▶ _YOUR INSTRUCTIONS_
Begin at the line that contains "If the riding boot" and stop after the last line below. Write out each of those lines again, with the wording unchanged and every bounding-box coordinate multiplied by 0.35 and rounded to a whole number, halves rounding up.

▶ _DATA ROWS_

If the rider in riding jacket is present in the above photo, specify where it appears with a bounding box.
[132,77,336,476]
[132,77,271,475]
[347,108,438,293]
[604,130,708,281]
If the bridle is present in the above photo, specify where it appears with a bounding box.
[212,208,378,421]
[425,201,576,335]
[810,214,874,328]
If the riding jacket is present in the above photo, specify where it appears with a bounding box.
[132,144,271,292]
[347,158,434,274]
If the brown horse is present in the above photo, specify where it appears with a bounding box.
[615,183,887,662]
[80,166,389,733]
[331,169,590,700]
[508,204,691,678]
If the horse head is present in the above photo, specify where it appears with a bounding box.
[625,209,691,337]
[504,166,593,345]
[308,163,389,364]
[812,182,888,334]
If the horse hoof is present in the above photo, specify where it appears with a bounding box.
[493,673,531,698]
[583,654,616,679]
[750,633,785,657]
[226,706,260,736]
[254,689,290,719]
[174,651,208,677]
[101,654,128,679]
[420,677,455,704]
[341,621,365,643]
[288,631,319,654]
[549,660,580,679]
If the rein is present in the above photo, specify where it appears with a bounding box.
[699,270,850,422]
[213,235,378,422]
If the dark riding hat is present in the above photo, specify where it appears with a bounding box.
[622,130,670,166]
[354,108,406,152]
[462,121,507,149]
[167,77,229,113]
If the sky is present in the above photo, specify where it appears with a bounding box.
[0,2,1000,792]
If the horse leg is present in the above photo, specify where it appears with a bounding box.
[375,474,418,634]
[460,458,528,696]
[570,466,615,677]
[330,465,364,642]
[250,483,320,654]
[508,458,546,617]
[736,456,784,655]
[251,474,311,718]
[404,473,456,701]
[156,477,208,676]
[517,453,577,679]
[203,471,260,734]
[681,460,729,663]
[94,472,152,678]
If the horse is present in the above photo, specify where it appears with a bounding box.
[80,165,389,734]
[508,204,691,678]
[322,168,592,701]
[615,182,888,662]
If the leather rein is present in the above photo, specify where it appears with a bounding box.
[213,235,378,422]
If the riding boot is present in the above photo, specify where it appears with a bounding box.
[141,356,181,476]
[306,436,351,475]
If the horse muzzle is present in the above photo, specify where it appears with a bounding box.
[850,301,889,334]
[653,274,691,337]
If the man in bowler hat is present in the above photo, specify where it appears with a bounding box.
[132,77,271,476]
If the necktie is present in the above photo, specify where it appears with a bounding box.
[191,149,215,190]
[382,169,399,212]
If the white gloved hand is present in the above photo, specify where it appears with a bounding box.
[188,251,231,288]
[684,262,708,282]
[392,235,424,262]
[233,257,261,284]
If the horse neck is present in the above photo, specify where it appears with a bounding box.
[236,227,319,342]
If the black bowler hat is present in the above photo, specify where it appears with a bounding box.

▶ _EXERCISE ANSWER_
If the riding boot is present in the above photo, specify where it appears with a bounding box.
[49,125,63,167]
[107,153,123,166]
If the horse muzzle is present in the above photo, specify where it appears with a bounding box.
[298,105,311,117]
[229,96,242,118]
If the man in bowler hat is present in the above photo, specify where it appears with a bounding box.
[46,27,95,167]
If the necktie is present in the above photo, specify where it appears with a bounding box.
[67,52,75,67]
[134,59,140,74]
If the white gloved hand is present in the above photo, specify where it appears with a bounding box.
[66,88,81,101]
[239,92,248,99]
[137,82,148,92]
[82,90,91,99]
If the horse neck is present in the above photo, specify where it appears with a bounding box.
[83,79,112,120]
If the black bowler hat is present in the above photo, specify where it appears with a bounding box.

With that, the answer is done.